**INSTRUCTIONS TO FOLLOW:** For the entries below, how many lines include the word "each"? Give the figure and nothing more.

**SUPPLIED ENTRIES:**

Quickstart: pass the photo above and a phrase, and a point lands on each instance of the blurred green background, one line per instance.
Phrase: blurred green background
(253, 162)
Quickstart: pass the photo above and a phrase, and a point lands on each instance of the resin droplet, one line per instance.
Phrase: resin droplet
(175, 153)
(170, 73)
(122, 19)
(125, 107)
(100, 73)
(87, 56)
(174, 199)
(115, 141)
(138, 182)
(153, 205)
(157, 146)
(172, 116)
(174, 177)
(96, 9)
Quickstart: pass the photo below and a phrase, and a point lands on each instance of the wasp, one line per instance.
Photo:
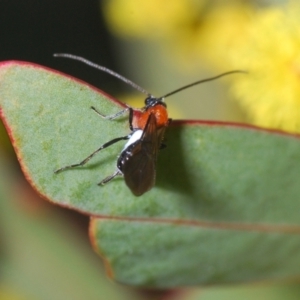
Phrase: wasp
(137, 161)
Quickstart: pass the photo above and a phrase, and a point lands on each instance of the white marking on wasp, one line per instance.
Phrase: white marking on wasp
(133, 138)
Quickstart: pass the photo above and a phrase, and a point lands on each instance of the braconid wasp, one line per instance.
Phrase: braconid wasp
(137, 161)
* * *
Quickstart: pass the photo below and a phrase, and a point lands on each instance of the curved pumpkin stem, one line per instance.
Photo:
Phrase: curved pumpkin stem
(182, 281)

**RESULT BELOW:** 6